### OBJECTIVE
Write what comes next in the passage below on replacing filler words with pauses in public speaking, starting after its final sentence.

### SELECTED EXCERPT
Because many people automatically speed up when they are nervous, scared, or worried, slowing down may be easier said than done. You’ll be able to recognize and avoid reliance on go-to verbal crutches far more readily if you can slow down your delivery—whether it’s at a company meeting, telling a friend a story, or during a TedTalk.
Slowing down your speech will help you be more aware of your thoughts, helping whatever idea or talking points you have come out easier and more fluid in presentations.
Instead of using fillers in your speeches, you should practice embracing the power of the pause in your talk. All great public speakers are masters of the pause.
They are comfortable with silences. When they are moving on to the next point or holding for dramatic effect, they take a deep breath, stay relaxed and keep smiling before saying anything. They know that the pause is a key part of good public speaking.
Since we use filler words so often, cutting them from your vernacular and replacing them with pauses may feel unnatural.
That’s why it’s so important to practice your presentation. Practice a few rounds of your presentation focusing heavily on the filler words. Once actively focus on the filler words, you will notice how much, or how little, you say them. Then, actively catch yourself in the moment and use a pause to replace it.
That pause will show your audience that you are confident in your speaking abilities and keep them engaged in your presentation.
Recording oneself is an excellent approach to build a sense of awareness of filler words. It’s difficult to know how you sound unless you really hear yourself. This is why it’s so important to take a step back and review a video of yourself. Listen to how often you tend to use filler words when you are speaking.
You should practice and video record any key speech at least 3 to 5 times. Examine your audio after each attempt and keep track of how many filler words you used. Also, look at your body language to help you master your stage presence even more.
After that, count the number of filler words in your speech and go over it again.

### RECORD SET
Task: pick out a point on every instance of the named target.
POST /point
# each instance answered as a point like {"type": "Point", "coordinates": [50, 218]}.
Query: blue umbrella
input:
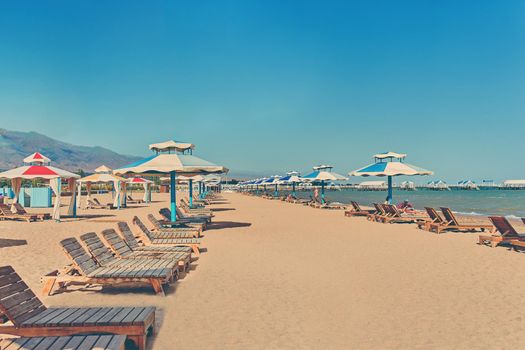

### OUTPUT FOR THIS TASK
During your free time, you can practice impromptu speaking. Choose a random topic or object and speak for at least one minute about it without using crutch words.
Present in Front of Others
A great way to mind your fillers and improve as a speaker is by practicing in front of a trusted audience before presenting your speech or presentation. This allows you to get more comfortable speaking to an audience while getting honest and constructive feedback on your use of crutch words.
By utilizing your network of friends, family, coworkers, and so on, you can run through your presentation while someone keeps track of your “likes,” “you know,” and “ums.”
Your trusted audience will act as a sounding board for how you can improve your speech overall as well. They may express that you need to touch more on your important points, use a more confident voice, stay relaxed, take more pauses, and so forth. These comments can help you visualize your speech from the audience’s perspective and incorporate their feedback in your speaking.
All of these exercises should help you become more conscious of your speech patterns. This is not the point where you should pass judgment on yourself or try to make things better straight soon. Simply start paying attention to the filler words you say the most and when you say them. To begin removing fillers from your speaking, you must become conscious of your favorite filler words and notice your own pattern of usage.
You will reach a point when you are more aware of your filler word patterns. You will subconsciously start catching yourself just before you use your filler word and make an active decision not to. You’ll be more focused and present in your delivery, making these words a rare occurrence in your speech. With the practice of these procedures, awareness will emerge.
Forcing yourself to observe other people’s speech patterns can also help you become more aware of how often you use the word “like” informal conversations, say “uh” before answering questions, or start sentences with an unnecessary “so” during a business meeting.
Expand Your Vocabulary
We also tend to use fillers when we’re not confident in our speech or when we can’t seem to find the right words. By expanding your vocabulary, you will have a much larger repertoire of words at your disposal. It will also allow you to improve your written and spoken communication abilities, be more confident, and use fewer filler words.
If you want to expand your public speaking vocabulary, make it a habit to learn new words on a regular basis and write them down. Keep a thesaurus and dictionary nearby so that whenever you come across a word that you don’t understand, look it up, and take the time to commit the word and its definition to memory. You can then figure out the best context in which to use that word and use it in a sentence next time the topic comes up.
The golden rule: practice, practice, practice.
Practicing will help you gain the confidence you need to eliminate fillers and improve your delivery. It allows you to strengthen your presenting skills and perfect the message you want to get across to your audience, without the use of crutch words.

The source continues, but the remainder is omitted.